EXERCISE MATERIALS:
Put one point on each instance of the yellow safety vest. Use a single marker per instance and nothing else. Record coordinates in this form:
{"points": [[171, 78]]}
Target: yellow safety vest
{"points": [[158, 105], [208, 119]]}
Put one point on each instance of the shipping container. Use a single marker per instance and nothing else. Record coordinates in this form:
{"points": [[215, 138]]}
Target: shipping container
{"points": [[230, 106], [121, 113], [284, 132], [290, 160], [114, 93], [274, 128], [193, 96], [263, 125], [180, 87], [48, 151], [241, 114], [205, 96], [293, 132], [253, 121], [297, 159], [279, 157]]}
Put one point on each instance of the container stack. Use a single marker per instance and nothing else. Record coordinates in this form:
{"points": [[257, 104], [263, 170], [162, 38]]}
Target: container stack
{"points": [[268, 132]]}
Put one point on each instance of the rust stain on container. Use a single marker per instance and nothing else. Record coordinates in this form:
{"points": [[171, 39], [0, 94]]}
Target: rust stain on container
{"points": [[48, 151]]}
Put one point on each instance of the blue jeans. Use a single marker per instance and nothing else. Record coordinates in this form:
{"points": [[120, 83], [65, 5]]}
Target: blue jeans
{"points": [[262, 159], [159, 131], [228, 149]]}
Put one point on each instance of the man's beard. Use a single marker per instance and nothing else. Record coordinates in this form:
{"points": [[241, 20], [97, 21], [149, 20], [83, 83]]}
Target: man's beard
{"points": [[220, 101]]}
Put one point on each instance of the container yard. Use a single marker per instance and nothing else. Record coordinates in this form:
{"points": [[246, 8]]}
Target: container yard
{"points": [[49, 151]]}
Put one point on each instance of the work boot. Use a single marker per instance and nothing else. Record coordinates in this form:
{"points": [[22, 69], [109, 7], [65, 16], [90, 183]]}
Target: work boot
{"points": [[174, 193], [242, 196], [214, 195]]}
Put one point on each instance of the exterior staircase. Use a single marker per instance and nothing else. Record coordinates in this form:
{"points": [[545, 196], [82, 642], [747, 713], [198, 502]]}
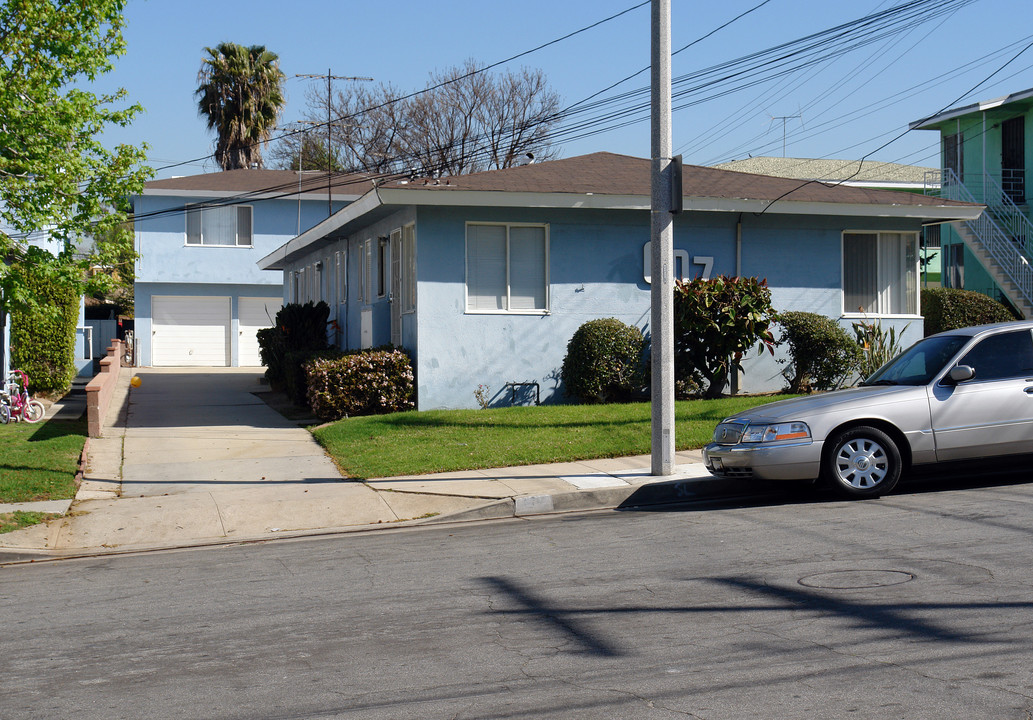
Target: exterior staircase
{"points": [[1000, 239]]}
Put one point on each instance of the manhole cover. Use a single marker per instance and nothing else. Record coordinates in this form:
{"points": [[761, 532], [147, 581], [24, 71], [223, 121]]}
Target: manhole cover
{"points": [[854, 580]]}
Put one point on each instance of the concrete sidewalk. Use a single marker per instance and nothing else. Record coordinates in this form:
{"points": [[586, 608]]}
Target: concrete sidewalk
{"points": [[194, 458]]}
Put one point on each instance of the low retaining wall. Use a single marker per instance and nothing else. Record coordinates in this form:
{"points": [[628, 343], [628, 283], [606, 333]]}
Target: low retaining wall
{"points": [[100, 388]]}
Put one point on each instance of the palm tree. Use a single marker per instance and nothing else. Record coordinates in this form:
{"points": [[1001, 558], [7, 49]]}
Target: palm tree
{"points": [[241, 93]]}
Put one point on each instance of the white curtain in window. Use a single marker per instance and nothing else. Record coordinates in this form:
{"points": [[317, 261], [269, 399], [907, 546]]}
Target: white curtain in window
{"points": [[486, 267], [219, 226], [527, 268], [244, 225], [859, 273]]}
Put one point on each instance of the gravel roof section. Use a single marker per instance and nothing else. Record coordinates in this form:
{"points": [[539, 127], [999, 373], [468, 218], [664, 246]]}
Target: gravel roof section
{"points": [[608, 174]]}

EXERCISE:
Exact repetition of the material above is required, with the images removed.

PROBLEM SOLUTION:
Put one point on each instance of the yellow safety vest. Use a single marker per instance and nothing else. Record coordinates in this form:
{"points": [[171, 78]]}
Target: yellow safety vest
{"points": [[158, 105], [208, 119]]}
Put one point on each instance of the shipping container. Use a single marker per instance and nothing else. Record coordinates in this form:
{"points": [[215, 138]]}
Target: shipping container
{"points": [[230, 106], [121, 113], [284, 132], [290, 160], [114, 93], [274, 128], [193, 96], [263, 125], [180, 87], [48, 151], [241, 114], [205, 96], [293, 132], [253, 121], [297, 159], [279, 157]]}
Put one point on each instance of the container stack. Use a single marker per instance and nothing else. Record coordinates in this form:
{"points": [[257, 104], [263, 170], [162, 38]]}
Target: container stack
{"points": [[268, 132]]}
Put one point on each instance of the rust stain on container. Use a single marker per instance and nothing else. Record coordinates in this form:
{"points": [[171, 39], [0, 94]]}
Target: rust stain on container
{"points": [[48, 151]]}
Put one point on each instance of the blue jeans. Use a single marker per instance and nothing else. Record coordinates in this form:
{"points": [[120, 83], [65, 5]]}
Target: blue jeans
{"points": [[262, 159], [159, 131], [228, 149]]}
Put one point on each instance of the man's beard. Use a single marker per instance and nothing else. Record coordinates in this form:
{"points": [[241, 20], [97, 21], [149, 20], [83, 83]]}
Target: man's beard
{"points": [[220, 101]]}
Put one point on each instance of the container yard. Use a single marker per instance and nothing else. Record coordinates in this form:
{"points": [[246, 8]]}
Target: container yard
{"points": [[49, 151]]}
Put one point on each instance of the work boot. Use a single marker per instance and nothing else. Record coordinates in this form:
{"points": [[22, 69], [109, 7], [65, 16], [90, 183]]}
Target: work boot
{"points": [[174, 193], [242, 196], [214, 195]]}
Put one point on each instance of the exterior staircase. Use a single marker per instance and nothing else. Record coordinates in this form:
{"points": [[545, 196], [82, 642], [747, 713], [198, 502]]}
Target: exterior staircase
{"points": [[1000, 239]]}
Put one point on each instance of the manhole cover. Use a single marker per instance and nothing else. Record coordinates in this form:
{"points": [[761, 532], [147, 581], [24, 71], [223, 121]]}
Target: manhole cover
{"points": [[854, 580]]}
Put one point on each instance of the concrete sidewalk. Use a single marker per instance and nothing else. Record coordinates in this form:
{"points": [[586, 608]]}
Target: concrete sidewalk
{"points": [[194, 458]]}
Put one point on each instance of the low retaining wall. Use a single marker per instance and nothing else. Record coordinates in this form:
{"points": [[628, 343], [628, 283], [606, 333]]}
Target: low retaining wall
{"points": [[100, 388]]}
Put one point on each instance of the palm tree. Use a single marker per instance and nothing else. Record coordinates in this form:
{"points": [[1001, 558], [7, 49]]}
Target: palm tree
{"points": [[241, 93]]}
Put one point on each instance of the white curtain in window. Use a single marker per instance and nothing else. Record coordinates in this form:
{"points": [[317, 261], [269, 399], [907, 546]]}
Target: white curtain in window
{"points": [[486, 267], [219, 226], [527, 268], [244, 225], [859, 273]]}
Put one point on each instance of the gravel roof section. Use a single marker per instance and nothing else. Record coordinates in this form:
{"points": [[539, 127], [999, 373], [468, 218], [664, 246]]}
Target: gravel roof section
{"points": [[608, 174]]}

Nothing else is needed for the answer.